[Page text — start]

Many disease have a gap between the time a person is first exposed to it and the time they start showing symptoms. This is, technically, know as the latent period, and its length can vary quite considerably from disease to disease, and more importantly so can the ability of one person to infect others during it. With certain diseases, such as HIV, people can pass the infection on to someone else during this latent period, making it much harder to control. This is because the person themselves might not even know that they are carrying the disease and may fail to take measures to reduce the risk of passing it on. What, you may be thinking, does this have to do with zombies?
Well, the existence of a latent period, where a person is able to pass on the disease while appearing to be completely healthy, within a zombie-causing disease would have some dramatic implications for how it would spread and how it could be controlled. With zombie diseases, and here I’m talking of something which turns people into ravenous, flesh-hungry and violent killers, we would all instinctively know to keep away from the slobbering maniac with the crazed look in his dead eyes that’s trying to rip us limb from limb. However, what about the apparently healthy person who you meet while out foraging? With no latent period, you could pretty much assume that they’re okay and you could welcome them into your safe house or let them join up with your jolly band of survivors with little or no risk. If, however, there’s a latent period, this simple act of human kindness could be exceedingly dangerous. This is because you’d never know if they might be infected, and just not showing symptoms yet, with the risk that they will turn in the night and attack you without warning. These are The Carriers, and they’re the invisible threat in any zombie apocalypse.

[Page text — finish]
[Stored data — start]

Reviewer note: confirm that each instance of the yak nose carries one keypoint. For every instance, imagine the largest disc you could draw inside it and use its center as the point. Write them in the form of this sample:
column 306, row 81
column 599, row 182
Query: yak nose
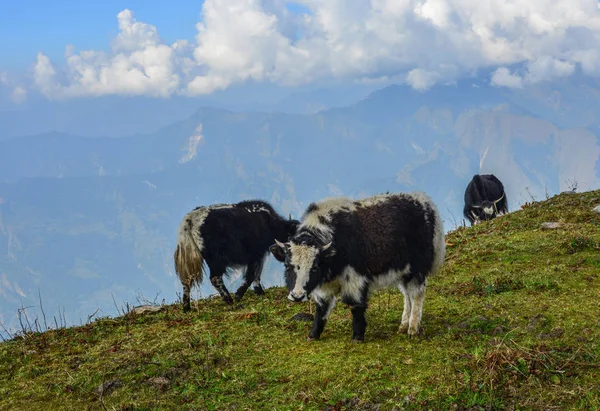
column 292, row 296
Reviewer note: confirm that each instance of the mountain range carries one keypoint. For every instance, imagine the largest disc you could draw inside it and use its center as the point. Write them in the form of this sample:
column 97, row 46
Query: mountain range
column 91, row 221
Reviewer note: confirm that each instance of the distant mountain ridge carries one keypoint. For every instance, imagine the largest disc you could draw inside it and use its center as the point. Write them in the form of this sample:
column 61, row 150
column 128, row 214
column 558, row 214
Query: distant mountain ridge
column 81, row 218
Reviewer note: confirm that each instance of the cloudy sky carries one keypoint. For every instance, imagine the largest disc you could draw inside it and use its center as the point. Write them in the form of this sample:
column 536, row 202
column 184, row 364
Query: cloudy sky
column 69, row 49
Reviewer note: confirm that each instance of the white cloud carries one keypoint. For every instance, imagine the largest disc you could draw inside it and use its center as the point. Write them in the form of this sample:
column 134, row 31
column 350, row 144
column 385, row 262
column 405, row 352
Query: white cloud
column 503, row 77
column 422, row 42
column 18, row 93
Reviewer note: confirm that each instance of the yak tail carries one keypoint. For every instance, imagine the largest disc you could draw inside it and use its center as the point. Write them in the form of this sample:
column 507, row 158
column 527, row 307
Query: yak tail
column 189, row 263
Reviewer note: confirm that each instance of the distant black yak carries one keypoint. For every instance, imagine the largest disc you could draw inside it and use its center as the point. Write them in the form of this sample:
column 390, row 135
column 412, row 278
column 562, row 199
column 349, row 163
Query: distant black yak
column 485, row 198
column 228, row 236
column 349, row 249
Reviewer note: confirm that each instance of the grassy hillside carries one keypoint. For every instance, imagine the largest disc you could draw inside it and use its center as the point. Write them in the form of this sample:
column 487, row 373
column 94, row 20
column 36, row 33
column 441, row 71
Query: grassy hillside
column 512, row 322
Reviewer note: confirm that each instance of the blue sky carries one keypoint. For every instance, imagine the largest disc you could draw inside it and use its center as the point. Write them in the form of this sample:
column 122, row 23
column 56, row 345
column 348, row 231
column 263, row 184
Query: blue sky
column 29, row 26
column 354, row 41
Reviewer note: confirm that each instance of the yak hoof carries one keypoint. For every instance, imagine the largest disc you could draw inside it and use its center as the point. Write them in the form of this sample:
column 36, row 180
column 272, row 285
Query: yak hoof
column 413, row 332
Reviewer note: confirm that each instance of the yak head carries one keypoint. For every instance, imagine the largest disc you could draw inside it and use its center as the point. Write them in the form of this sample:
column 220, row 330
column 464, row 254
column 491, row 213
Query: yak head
column 485, row 210
column 305, row 262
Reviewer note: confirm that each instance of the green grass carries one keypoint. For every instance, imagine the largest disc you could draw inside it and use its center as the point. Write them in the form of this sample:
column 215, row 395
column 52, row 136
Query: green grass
column 512, row 322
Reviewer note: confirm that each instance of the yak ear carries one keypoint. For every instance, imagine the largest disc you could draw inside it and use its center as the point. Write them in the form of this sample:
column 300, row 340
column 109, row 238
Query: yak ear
column 278, row 250
column 327, row 250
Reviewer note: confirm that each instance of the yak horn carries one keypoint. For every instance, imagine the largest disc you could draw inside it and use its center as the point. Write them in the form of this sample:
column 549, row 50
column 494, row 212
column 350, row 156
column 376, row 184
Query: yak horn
column 495, row 202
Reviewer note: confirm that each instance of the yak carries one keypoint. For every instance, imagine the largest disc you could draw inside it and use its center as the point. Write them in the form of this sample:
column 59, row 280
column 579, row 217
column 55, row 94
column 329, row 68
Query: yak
column 349, row 248
column 485, row 198
column 228, row 236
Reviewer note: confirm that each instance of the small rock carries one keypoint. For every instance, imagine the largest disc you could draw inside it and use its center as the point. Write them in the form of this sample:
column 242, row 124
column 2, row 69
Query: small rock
column 302, row 317
column 142, row 309
column 105, row 388
column 159, row 382
column 550, row 226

[Stored data — finish]

Exercise tasks ->
1 – Answer from the latent-period text:
(a) What is the gap between first exposure to a disease and the start of symptoms technically called?
(b) Which disease is named as one that people can pass on during that gap?
(c) What name is given to apparently healthy people who are infected but not yet showing symptoms in a zombie apocalypse?
2 – Reproduce the portion of the latent-period text starting with "Many disease have" and going on through "do with zombies?", word for word.
None of the lines are needed here.

Task-by-task solutions ->
1 –
(a) The latent period.
(b) HIV.
(c) The Carriers.

2 –
Many disease have a gap between the time a person is first exposed to it and the time they start showing symptoms. This is, technically, know as the latent period, and its length can vary quite considerably from disease to disease, and more importantly so can the ability of one person to infect others during it. With certain diseases, such as HIV, people can pass the infection on to someone else during this latent period, making it much harder to control. This is because the person themselves might not even know that they are carrying the disease and may fail to take measures to reduce the risk of passing it on. What, you may be thinking, does this have to do with zombies?